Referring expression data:
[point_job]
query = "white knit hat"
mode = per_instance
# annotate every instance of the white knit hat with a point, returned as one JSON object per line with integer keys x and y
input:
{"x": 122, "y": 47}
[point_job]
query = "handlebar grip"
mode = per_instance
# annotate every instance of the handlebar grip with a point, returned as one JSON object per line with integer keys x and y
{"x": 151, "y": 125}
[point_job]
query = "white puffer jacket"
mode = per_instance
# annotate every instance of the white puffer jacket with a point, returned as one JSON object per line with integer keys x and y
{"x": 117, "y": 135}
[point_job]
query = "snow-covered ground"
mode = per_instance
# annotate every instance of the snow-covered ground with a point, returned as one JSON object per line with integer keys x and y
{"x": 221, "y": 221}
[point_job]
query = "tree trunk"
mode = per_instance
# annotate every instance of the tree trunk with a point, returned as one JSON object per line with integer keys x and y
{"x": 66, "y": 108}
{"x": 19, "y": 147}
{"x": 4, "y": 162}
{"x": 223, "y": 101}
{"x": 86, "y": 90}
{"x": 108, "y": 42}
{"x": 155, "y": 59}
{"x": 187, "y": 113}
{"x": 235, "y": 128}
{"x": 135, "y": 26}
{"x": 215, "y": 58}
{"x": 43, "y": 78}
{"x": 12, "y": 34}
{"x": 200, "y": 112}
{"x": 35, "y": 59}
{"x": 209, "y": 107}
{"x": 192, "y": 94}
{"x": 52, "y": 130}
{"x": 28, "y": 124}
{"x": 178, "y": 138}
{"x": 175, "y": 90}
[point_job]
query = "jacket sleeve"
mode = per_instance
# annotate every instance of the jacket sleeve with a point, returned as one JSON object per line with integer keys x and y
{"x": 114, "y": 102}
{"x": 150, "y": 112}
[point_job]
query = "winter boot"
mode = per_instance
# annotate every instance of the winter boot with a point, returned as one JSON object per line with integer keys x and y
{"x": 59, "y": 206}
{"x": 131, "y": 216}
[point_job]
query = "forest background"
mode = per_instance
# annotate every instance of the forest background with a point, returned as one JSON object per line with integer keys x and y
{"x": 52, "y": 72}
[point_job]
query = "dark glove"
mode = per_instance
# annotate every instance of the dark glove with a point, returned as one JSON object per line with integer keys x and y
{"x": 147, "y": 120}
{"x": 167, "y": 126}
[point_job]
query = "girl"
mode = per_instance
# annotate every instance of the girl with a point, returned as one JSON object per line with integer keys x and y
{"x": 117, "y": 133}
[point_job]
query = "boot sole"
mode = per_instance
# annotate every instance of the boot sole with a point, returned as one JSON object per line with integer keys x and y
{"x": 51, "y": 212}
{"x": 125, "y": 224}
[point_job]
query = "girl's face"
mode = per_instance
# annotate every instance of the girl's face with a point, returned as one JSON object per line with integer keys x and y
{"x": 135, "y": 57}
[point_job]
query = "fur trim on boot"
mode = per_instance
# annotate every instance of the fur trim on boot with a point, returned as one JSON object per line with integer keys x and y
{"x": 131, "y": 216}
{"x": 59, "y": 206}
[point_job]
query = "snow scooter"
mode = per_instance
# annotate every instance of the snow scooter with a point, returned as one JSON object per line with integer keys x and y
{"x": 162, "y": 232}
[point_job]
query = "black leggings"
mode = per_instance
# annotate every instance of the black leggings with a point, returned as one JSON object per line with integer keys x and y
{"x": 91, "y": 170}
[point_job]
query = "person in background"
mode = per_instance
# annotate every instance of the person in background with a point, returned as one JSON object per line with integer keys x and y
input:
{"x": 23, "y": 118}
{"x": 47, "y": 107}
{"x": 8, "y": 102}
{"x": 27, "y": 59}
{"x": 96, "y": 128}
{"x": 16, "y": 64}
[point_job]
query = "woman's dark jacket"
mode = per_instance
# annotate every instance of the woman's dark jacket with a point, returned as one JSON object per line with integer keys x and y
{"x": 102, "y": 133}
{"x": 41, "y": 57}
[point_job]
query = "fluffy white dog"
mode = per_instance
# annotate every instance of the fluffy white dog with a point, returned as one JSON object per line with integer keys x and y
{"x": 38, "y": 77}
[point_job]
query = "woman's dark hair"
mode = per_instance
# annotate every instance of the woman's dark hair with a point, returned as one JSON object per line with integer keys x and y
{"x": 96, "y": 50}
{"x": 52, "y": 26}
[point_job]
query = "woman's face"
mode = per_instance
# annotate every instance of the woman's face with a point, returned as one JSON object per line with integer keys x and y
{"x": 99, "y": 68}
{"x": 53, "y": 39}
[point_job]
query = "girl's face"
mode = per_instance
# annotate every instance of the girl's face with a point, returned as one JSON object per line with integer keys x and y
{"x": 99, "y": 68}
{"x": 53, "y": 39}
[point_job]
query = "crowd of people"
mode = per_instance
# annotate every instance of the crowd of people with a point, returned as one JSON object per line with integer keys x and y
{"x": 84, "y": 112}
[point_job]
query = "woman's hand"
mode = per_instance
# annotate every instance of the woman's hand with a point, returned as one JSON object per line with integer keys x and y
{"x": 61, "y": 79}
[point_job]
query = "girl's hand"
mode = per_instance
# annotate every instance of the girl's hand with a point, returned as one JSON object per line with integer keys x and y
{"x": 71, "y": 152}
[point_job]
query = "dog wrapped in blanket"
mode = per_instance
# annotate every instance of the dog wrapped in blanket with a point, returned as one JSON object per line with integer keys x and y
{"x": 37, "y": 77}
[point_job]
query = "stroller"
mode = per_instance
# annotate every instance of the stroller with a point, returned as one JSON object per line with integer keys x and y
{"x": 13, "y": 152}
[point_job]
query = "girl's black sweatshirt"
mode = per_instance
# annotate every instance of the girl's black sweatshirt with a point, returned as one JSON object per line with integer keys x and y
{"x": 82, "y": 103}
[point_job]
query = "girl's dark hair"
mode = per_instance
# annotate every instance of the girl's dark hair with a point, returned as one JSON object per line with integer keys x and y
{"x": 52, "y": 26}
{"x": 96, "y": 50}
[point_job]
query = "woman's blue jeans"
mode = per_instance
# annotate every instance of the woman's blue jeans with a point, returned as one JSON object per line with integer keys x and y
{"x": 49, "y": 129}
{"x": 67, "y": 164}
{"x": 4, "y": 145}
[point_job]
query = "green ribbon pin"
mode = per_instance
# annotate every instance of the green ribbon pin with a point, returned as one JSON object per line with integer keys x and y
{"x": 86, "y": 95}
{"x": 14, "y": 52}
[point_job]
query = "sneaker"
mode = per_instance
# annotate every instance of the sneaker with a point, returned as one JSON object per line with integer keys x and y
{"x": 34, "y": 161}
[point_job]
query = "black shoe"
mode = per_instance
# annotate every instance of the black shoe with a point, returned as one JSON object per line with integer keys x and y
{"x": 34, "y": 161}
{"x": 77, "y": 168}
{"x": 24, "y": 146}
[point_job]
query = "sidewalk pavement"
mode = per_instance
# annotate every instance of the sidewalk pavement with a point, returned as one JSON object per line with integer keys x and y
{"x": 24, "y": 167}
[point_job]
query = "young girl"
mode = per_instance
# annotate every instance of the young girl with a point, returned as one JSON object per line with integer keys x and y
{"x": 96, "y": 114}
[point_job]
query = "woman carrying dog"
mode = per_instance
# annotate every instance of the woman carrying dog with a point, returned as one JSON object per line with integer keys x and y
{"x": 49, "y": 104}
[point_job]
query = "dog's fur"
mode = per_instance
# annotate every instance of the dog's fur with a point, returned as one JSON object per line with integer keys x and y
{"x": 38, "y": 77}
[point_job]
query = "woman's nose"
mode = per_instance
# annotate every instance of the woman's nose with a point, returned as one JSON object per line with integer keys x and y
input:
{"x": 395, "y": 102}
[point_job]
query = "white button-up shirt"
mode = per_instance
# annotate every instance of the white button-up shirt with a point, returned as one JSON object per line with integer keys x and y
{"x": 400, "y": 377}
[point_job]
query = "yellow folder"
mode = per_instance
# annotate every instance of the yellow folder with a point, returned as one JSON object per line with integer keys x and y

What this task involves:
Give the number of lines above in which the word "yellow" occurs, with nothing else.

Expected answer:
2